### SHORT EXERCISE
Rewrite the listing below so that "pixel coordinates" becomes "image coordinates" in every place it occurs, keeping everything else the same.

====== DATASET EXTRACT ======

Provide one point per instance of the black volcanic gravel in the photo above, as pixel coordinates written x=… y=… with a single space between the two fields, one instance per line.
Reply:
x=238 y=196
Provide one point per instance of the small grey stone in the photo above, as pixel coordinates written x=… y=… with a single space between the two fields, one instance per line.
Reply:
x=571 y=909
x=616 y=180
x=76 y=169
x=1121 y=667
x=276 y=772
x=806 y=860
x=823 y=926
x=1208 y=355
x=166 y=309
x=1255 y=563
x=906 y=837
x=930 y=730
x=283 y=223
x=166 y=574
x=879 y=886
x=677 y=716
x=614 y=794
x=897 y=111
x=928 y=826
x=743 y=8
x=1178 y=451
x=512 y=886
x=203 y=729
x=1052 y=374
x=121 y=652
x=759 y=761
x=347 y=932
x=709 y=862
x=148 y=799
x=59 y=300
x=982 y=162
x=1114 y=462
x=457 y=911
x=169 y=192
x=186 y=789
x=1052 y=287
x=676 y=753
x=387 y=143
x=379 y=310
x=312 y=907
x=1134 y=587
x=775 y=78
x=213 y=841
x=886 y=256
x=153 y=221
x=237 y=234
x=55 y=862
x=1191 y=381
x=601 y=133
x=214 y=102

======

### THE REPLY
Provide one point per instance of the black volcanic gravel in the photo above, as image coordinates written x=… y=… with a single space between the two fields, one instance per line.
Reply:
x=238 y=196
Provide one point per instance of the small grey stone in the photo above, as image coordinates written x=… y=… with a single space between the two fields, one instance per line.
Reply:
x=571 y=909
x=616 y=180
x=76 y=169
x=1121 y=667
x=276 y=772
x=806 y=860
x=823 y=926
x=1208 y=355
x=166 y=309
x=1255 y=563
x=906 y=837
x=930 y=730
x=283 y=223
x=166 y=574
x=879 y=886
x=677 y=716
x=614 y=794
x=897 y=111
x=928 y=826
x=743 y=8
x=1178 y=451
x=512 y=886
x=203 y=729
x=1052 y=374
x=121 y=652
x=759 y=761
x=347 y=932
x=709 y=862
x=148 y=799
x=59 y=300
x=982 y=162
x=1114 y=462
x=457 y=911
x=169 y=192
x=186 y=789
x=1052 y=287
x=676 y=753
x=387 y=143
x=379 y=310
x=312 y=907
x=1134 y=587
x=775 y=78
x=213 y=841
x=886 y=256
x=153 y=221
x=237 y=234
x=55 y=862
x=1191 y=381
x=601 y=133
x=214 y=102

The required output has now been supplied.